Reproduce the items from the line with "QA pass: verify that each flowering" to the line with "292;614;369;626", both ends included, offsetting every bounding-box coordinate in the answers by 127.
== LISTING
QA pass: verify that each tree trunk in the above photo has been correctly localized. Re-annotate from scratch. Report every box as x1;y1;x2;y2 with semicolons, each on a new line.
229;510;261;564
====
== LISTING
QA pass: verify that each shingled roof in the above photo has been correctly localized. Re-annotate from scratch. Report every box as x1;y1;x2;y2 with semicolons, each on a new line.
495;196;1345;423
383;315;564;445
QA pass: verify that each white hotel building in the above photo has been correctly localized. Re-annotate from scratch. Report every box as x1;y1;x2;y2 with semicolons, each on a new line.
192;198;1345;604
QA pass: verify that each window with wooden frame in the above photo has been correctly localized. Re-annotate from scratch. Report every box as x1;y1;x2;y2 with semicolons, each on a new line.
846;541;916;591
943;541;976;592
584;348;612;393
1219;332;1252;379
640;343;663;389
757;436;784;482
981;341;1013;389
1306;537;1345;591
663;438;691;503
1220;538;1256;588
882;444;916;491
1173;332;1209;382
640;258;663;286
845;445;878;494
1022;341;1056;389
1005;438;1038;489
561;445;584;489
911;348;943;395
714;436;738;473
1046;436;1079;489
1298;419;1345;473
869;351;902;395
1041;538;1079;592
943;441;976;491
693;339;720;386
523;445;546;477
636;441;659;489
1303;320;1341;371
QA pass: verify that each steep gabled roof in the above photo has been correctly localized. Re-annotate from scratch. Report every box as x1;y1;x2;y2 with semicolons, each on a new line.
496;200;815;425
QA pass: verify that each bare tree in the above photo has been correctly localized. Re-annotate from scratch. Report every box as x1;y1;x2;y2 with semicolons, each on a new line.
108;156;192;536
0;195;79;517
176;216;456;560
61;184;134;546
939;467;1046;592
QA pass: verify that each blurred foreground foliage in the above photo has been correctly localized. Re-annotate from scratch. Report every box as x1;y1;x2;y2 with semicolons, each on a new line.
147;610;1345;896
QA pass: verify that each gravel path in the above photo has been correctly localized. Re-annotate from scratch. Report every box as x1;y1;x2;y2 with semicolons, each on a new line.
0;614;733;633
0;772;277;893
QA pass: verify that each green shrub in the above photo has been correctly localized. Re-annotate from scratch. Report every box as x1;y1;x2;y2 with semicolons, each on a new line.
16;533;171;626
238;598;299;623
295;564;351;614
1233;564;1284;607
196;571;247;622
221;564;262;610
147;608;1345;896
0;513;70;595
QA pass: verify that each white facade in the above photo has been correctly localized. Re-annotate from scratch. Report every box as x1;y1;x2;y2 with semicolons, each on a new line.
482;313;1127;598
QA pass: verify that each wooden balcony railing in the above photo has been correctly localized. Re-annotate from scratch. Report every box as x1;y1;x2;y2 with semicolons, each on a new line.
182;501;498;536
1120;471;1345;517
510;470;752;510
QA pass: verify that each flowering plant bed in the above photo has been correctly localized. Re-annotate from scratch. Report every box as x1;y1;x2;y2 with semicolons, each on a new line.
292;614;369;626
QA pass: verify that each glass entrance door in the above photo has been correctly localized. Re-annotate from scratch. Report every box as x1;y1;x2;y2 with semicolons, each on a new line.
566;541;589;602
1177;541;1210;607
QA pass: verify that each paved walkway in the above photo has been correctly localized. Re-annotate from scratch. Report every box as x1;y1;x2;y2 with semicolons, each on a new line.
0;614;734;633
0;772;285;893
====
● **COMPLETED EXERCISE**
QA pass: verify that each flowering plant bed in the above photo has been correctly localized. Re-annotate from scratch. Report every box as x1;y1;x2;y2 with semicolons, each on a new line.
419;741;496;753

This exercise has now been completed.